··· Recorded information ···

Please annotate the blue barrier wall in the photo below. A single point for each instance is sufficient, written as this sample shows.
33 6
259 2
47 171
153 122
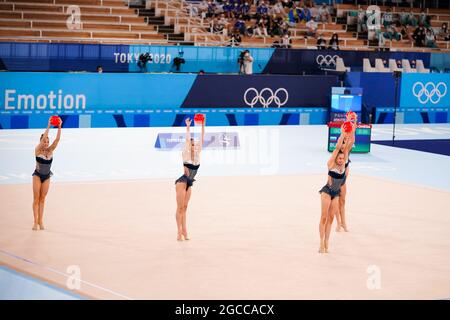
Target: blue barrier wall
122 100
124 58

···

### Work to do:
Reproduce every line of the rows above, requests included, but omit the pictures and add 122 to each coordinate in the answers. Leave the numbers in the requests and their format samples unchanged.

### Exercise response:
Please annotate the blue barrier wall in the photo below. A single point for each instance is sufficient, written as this sample shows.
33 6
259 2
47 171
153 122
Target: blue barrier wall
244 222
246 180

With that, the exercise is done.